» **THE TASK**:
Give again, word for word, every line in the entries below from the line with "Can you spot the kitchen" up to and including the line with "Can you spot the white lower", and no other line.

━━━━

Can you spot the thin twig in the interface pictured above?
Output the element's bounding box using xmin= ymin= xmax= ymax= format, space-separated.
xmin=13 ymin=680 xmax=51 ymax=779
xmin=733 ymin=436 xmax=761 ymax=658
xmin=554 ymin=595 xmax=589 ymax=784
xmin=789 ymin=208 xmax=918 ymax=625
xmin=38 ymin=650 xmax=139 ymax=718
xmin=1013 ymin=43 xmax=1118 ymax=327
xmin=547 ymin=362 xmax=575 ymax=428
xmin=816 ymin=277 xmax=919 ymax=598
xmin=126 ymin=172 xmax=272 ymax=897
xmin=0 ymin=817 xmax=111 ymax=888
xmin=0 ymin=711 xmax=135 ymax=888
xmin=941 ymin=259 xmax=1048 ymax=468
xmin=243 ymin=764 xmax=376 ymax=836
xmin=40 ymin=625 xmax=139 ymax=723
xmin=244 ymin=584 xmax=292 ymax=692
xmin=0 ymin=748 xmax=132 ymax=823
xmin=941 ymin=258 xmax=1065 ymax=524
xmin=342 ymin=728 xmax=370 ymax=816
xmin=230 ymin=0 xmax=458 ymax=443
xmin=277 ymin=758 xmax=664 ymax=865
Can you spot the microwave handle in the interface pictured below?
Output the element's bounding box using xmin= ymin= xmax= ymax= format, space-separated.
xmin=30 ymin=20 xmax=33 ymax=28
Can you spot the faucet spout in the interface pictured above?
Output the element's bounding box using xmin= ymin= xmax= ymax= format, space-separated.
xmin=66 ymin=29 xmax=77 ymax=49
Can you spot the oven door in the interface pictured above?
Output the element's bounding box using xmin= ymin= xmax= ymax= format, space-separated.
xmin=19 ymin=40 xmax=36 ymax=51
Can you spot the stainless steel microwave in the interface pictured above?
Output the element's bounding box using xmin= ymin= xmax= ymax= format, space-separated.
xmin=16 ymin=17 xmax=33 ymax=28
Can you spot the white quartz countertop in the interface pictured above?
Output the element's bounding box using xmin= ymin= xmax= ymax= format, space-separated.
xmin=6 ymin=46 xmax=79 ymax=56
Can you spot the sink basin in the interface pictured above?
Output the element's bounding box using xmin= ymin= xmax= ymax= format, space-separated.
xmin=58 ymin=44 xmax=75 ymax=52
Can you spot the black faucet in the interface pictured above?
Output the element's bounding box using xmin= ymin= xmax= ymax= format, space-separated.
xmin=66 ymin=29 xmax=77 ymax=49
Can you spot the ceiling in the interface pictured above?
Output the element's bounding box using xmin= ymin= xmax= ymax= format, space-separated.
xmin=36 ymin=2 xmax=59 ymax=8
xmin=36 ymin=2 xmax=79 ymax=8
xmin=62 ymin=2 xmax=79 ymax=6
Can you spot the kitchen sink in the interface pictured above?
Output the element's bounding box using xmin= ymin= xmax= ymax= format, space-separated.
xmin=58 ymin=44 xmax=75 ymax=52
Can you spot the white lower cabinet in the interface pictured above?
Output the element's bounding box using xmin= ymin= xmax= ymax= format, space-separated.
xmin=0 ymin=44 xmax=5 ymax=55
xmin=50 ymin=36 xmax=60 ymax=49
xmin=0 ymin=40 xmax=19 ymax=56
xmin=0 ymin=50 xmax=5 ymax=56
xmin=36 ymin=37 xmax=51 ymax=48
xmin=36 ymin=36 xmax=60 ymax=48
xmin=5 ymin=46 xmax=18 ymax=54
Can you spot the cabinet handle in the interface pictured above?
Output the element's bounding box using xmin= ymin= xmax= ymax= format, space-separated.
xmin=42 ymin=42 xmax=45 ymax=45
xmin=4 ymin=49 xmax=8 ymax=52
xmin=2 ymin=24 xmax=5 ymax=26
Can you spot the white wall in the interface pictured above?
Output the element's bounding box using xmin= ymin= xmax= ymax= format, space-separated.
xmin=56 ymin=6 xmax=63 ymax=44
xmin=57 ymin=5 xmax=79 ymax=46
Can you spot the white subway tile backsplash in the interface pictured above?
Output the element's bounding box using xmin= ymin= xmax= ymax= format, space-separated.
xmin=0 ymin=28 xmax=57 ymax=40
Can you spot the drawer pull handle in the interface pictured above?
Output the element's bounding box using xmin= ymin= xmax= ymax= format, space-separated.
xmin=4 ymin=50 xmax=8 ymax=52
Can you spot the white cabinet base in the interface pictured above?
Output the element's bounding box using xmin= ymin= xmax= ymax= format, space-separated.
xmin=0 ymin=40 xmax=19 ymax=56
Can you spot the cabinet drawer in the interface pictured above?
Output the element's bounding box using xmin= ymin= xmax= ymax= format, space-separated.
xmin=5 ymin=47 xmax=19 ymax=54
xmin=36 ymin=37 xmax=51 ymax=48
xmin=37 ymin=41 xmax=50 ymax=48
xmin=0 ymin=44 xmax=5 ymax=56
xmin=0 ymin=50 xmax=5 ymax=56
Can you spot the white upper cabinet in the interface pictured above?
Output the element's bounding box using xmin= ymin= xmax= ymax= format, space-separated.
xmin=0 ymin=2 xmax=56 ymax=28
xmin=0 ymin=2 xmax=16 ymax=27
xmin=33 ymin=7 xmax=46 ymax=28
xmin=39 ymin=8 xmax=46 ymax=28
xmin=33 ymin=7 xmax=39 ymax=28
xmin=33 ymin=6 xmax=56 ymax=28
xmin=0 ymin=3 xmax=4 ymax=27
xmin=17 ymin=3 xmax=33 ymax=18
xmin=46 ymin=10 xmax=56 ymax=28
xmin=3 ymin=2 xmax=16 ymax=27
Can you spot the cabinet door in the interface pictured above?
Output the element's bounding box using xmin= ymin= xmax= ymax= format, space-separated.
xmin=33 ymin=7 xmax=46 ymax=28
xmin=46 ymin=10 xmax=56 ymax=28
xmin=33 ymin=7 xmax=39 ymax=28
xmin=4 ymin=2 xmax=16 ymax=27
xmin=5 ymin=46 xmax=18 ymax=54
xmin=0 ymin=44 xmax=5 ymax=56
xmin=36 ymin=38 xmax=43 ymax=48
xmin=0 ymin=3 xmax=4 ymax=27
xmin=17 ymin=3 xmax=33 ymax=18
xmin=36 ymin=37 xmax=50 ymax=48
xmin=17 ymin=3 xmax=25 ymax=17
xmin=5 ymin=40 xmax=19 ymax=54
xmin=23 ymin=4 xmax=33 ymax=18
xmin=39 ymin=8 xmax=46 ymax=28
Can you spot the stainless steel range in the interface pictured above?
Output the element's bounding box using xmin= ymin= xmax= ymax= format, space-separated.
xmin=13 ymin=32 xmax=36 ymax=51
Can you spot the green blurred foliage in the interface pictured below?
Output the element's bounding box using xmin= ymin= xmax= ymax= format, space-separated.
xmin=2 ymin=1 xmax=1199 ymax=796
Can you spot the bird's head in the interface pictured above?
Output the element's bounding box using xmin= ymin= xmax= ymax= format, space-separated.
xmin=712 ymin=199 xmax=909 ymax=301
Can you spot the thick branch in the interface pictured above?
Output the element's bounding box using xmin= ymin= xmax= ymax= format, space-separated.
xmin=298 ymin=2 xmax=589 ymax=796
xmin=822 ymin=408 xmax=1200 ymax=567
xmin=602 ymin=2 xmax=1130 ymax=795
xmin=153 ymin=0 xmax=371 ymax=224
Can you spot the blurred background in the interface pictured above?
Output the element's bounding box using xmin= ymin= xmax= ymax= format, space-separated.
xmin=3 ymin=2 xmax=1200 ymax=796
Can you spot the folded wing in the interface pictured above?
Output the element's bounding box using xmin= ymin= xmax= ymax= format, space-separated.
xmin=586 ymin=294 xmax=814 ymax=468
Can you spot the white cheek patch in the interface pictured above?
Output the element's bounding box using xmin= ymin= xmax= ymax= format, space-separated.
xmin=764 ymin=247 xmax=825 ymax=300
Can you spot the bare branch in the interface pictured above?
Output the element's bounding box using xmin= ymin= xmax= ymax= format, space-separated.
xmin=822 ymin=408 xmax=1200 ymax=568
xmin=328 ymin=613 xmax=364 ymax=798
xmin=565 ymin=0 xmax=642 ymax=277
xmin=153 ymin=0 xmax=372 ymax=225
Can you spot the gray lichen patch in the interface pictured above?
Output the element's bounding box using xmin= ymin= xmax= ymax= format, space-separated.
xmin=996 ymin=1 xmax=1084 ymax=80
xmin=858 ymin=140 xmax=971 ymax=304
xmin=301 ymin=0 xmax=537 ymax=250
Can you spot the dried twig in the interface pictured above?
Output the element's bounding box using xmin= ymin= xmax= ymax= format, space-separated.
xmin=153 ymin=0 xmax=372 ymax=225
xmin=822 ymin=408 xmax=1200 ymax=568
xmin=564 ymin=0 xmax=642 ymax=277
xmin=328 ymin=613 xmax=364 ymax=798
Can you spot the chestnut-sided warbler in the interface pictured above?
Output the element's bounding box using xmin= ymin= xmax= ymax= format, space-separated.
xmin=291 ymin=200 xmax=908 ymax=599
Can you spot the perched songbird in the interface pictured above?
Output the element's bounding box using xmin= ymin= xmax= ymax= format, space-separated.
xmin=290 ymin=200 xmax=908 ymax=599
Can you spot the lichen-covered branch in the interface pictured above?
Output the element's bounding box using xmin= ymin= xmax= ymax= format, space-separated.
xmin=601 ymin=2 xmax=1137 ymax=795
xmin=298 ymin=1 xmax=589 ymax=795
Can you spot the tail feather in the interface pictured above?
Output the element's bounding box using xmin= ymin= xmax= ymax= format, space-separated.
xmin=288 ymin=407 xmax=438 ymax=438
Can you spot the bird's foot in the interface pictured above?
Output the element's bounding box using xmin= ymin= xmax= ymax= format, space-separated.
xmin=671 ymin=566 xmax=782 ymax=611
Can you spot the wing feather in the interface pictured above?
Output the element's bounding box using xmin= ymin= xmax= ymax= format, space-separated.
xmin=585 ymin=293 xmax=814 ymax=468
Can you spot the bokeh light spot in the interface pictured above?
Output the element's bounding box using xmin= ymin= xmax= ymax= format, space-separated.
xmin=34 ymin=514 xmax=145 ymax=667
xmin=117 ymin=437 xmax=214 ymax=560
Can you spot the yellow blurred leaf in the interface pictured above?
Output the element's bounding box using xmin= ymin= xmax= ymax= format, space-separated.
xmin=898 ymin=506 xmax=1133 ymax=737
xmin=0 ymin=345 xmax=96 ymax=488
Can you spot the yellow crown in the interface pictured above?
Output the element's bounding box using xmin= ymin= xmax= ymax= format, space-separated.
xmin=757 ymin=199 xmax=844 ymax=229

━━━━

» **REPLY**:
Can you spot the kitchen sink in the interface pictured above?
Output the element's bounding box using xmin= ymin= xmax= ymax= format, space-separated.
xmin=58 ymin=44 xmax=75 ymax=52
Can you spot the white lower cabinet in the interface pictured above?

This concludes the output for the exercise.